> **Source excerpt**:
—————
The weekend left me with lots of thoughts. Some old, some new. I’m still trying to process and incorporate and figure out what to do with it all. But if I had to sum it up in one sentence, (today) it would be…
I wish I had been able to get this up sooner, but I needed a couple of days to process all of the magnificence that was the Mixed Roots Film & Literary Festival. It was kind of magical. I think I’d been waiting 32 years 7 months and 10 days to get to a place where everyone was like me and, without questions or explanations, understood who I am. Not just half of who I am.
I arrived a little late and, after a warm welcome from Fanshen and Heidi, my mom and I rushed in to catch some screenings that were already in progress. I really enjoyed Kim Noonan’s Running Dragon and Mike Peden’s What are you? A Dialogue on Mixed Race. I missed Maija DiGiorgio’s excerpt from Hollywood Outlaw, but so enjoyed her q&a session and her live performance the following evening. Such talent! You can watch the whole movie on youtube at hollywoodoutlawmovie. I did. Brilliant!
—————
> **Your tasks**:
1. According to the festival excerpt, how long had the writer been waiting to get to a place where everyone was like them?
2. Repeat word for word the part of the festival excerpt that opens with the words containing "I arrived a" and closes with "I did. Brilliant!".
—————
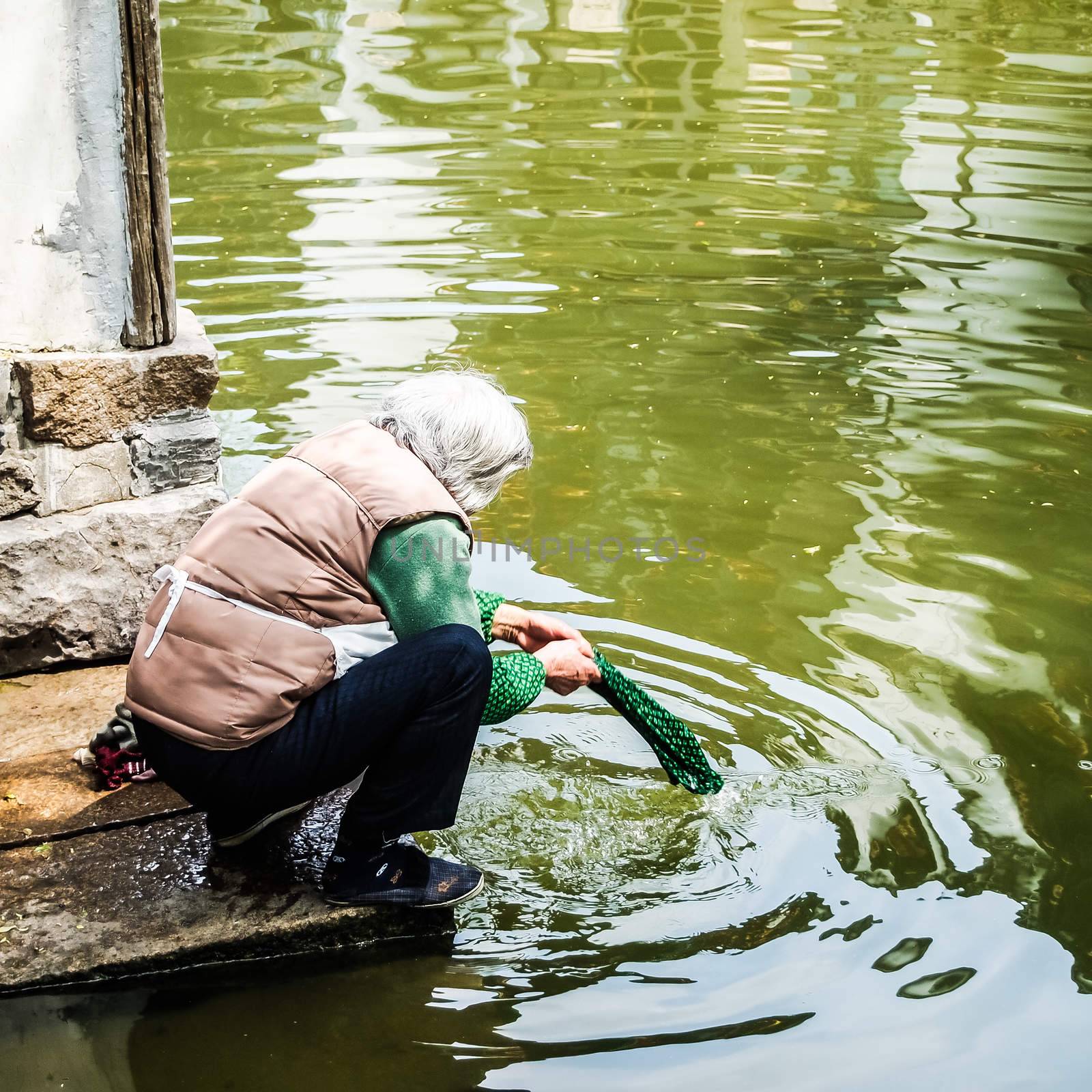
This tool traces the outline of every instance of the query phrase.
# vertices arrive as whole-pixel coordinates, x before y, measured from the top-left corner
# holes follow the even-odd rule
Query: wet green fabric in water
[[[673,785],[698,796],[719,793],[724,779],[709,764],[697,736],[648,691],[627,678],[594,649],[600,681],[590,689],[606,699],[641,734]]]

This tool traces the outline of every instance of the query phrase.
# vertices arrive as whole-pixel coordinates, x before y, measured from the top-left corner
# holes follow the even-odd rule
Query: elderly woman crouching
[[[329,902],[446,905],[482,889],[478,869],[426,856],[410,832],[454,821],[483,721],[598,677],[574,629],[471,589],[468,515],[531,456],[496,383],[415,377],[370,423],[273,462],[156,573],[126,702],[216,845],[361,778]],[[483,633],[524,651],[494,657]]]

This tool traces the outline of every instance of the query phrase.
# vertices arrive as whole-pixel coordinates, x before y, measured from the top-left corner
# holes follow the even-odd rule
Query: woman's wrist
[[[515,644],[517,637],[527,625],[527,612],[512,603],[501,603],[492,613],[491,636],[498,641]]]

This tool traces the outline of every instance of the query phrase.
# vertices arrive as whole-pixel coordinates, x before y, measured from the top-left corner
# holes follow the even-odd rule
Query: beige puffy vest
[[[425,464],[366,422],[300,443],[161,570],[171,579],[136,636],[127,704],[210,749],[274,732],[337,672],[336,646],[317,630],[385,622],[368,591],[379,532],[440,512],[471,533]]]

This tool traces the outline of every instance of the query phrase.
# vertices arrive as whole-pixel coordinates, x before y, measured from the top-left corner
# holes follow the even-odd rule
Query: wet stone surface
[[[247,847],[213,850],[203,817],[0,853],[0,992],[449,931],[451,912],[330,907],[316,883],[340,799]]]
[[[0,763],[0,850],[191,811],[159,781],[103,792],[69,748]]]

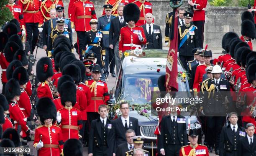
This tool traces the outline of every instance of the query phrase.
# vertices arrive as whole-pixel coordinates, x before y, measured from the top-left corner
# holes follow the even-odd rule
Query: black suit
[[[107,119],[104,127],[100,118],[92,121],[88,143],[89,153],[92,153],[93,156],[112,156],[115,152],[115,131],[113,122]],[[104,140],[105,137],[107,138],[106,141]]]
[[[247,136],[241,139],[238,144],[239,156],[256,156],[256,138],[253,136],[252,146],[249,144],[249,141]]]
[[[148,48],[159,49],[163,48],[162,43],[162,33],[161,29],[159,25],[153,24],[152,33],[149,35],[147,31],[147,24],[142,25],[144,32],[145,33],[147,39],[147,42],[148,42],[147,45]],[[152,28],[151,28],[152,29]],[[150,41],[148,42],[148,41]],[[152,41],[152,42],[151,42]]]
[[[127,143],[124,143],[118,146],[115,156],[125,156],[125,152],[129,151]]]
[[[238,126],[234,133],[232,128],[230,125],[222,128],[220,138],[220,156],[238,156],[239,140],[244,137],[243,135],[246,136],[245,130],[243,127]]]
[[[128,129],[133,129],[135,131],[136,136],[140,135],[140,131],[138,119],[136,118],[129,117],[130,123]],[[115,129],[115,139],[116,141],[116,146],[118,146],[121,143],[127,143],[126,138],[125,138],[125,130],[124,126],[123,124],[121,118],[119,118],[113,121],[113,125]]]

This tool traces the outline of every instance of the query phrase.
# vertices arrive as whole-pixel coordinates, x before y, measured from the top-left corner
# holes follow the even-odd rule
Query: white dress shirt
[[[121,116],[121,120],[122,120],[122,122],[123,123],[123,126],[125,126],[125,120],[126,120],[126,122],[127,123],[127,128],[129,128],[129,123],[130,123],[130,117],[128,116],[128,117],[127,118],[125,118],[123,117],[123,116]]]

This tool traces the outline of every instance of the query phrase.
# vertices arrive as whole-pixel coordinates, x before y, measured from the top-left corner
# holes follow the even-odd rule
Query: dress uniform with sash
[[[46,97],[38,100],[36,108],[43,125],[36,129],[33,146],[38,150],[38,156],[59,156],[63,148],[61,130],[52,124],[56,121],[56,108],[52,100]],[[51,124],[45,123],[47,119],[52,119]]]
[[[135,136],[132,138],[133,140],[133,143],[141,144],[144,143],[144,138],[142,136]],[[135,148],[136,149],[136,148]],[[125,152],[125,156],[133,156],[133,151],[135,149],[131,149]],[[143,156],[150,156],[150,153],[148,151],[143,150],[144,151]]]
[[[86,45],[84,41],[85,32],[91,30],[90,22],[97,19],[93,3],[86,0],[77,0],[73,4],[71,15],[71,27],[75,27],[77,35],[77,46],[80,60],[85,52]],[[74,26],[73,26],[74,25]]]
[[[149,1],[145,0],[137,0],[133,3],[138,6],[140,11],[140,18],[136,23],[136,25],[141,26],[143,24],[146,24],[147,23],[145,17],[146,15],[148,13],[153,14],[152,4]],[[154,23],[154,19],[152,23]]]
[[[193,17],[189,12],[184,14],[184,18],[191,18]],[[200,47],[198,42],[197,28],[190,23],[179,25],[179,57],[183,66],[187,69],[188,62],[194,60],[194,53],[192,50]]]
[[[96,19],[92,19],[90,21],[90,24],[97,24],[98,21]],[[106,51],[103,43],[104,37],[102,32],[97,30],[93,31],[91,30],[85,32],[85,37],[84,39],[85,45],[88,45],[86,53],[87,53],[91,50],[97,54],[97,61],[96,63],[100,66],[101,69],[103,68],[102,56],[105,56]]]

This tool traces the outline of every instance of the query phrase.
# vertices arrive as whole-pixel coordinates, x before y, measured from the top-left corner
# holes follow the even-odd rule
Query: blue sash
[[[195,27],[194,26],[192,26],[193,27],[192,27],[192,28],[191,28],[191,29],[189,30],[189,32],[188,33],[188,37],[189,38],[190,36],[190,35],[189,34],[189,31],[194,31],[194,30],[195,30]],[[180,42],[180,43],[179,43],[179,48],[180,48],[180,47],[182,47],[182,45],[183,45],[183,44],[184,44],[184,43],[185,43],[185,42],[186,42],[186,40],[187,40],[187,38],[186,38],[185,37],[184,37],[184,38],[182,38],[182,40],[181,42]]]

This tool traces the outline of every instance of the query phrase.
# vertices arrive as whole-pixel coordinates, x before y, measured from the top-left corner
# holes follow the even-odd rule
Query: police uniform
[[[185,18],[191,18],[193,15],[190,13],[184,14]],[[178,26],[179,28],[179,57],[185,69],[188,61],[194,60],[194,53],[192,50],[199,47],[198,43],[197,28],[189,23]]]

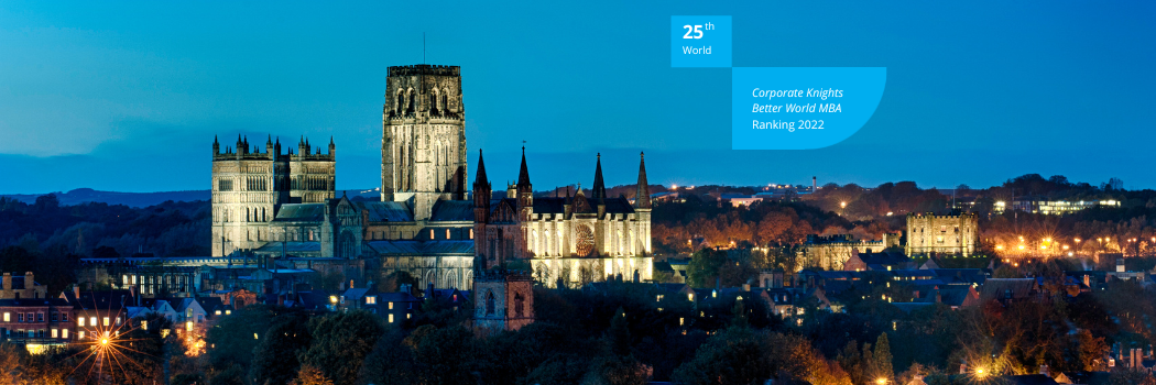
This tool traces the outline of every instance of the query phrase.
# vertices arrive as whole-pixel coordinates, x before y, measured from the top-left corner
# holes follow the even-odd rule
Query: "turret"
[[[602,154],[598,154],[598,162],[594,164],[594,187],[590,191],[591,199],[599,206],[606,205],[606,184],[602,183]]]
[[[526,147],[521,147],[521,170],[518,171],[518,207],[534,206],[534,187],[529,183],[529,169],[526,166]]]
[[[635,208],[651,208],[650,185],[646,183],[646,154],[638,154],[638,185],[635,187]]]

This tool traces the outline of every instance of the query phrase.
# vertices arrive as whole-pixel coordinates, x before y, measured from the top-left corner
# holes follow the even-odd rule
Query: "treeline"
[[[813,234],[877,239],[897,228],[885,220],[852,222],[807,202],[756,201],[734,207],[709,195],[659,203],[652,213],[652,242],[657,252],[666,254],[690,253],[702,246],[791,247]]]
[[[146,208],[98,202],[60,206],[53,194],[35,203],[0,198],[0,246],[91,256],[101,246],[128,257],[207,256],[210,205],[206,201],[173,202]]]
—————
> **Answers by task**:
1. 32 years 7 months and 10 days.

2.
I arrived a little late and, after a warm welcome from Fanshen and Heidi, my mom and I rushed in to catch some screenings that were already in progress. I really enjoyed Kim Noonan’s Running Dragon and Mike Peden’s What are you? A Dialogue on Mixed Race. I missed Maija DiGiorgio’s excerpt from Hollywood Outlaw, but so enjoyed her q&a session and her live performance the following evening. Such talent! You can watch the whole movie on youtube at hollywoodoutlawmovie. I did. Brilliant!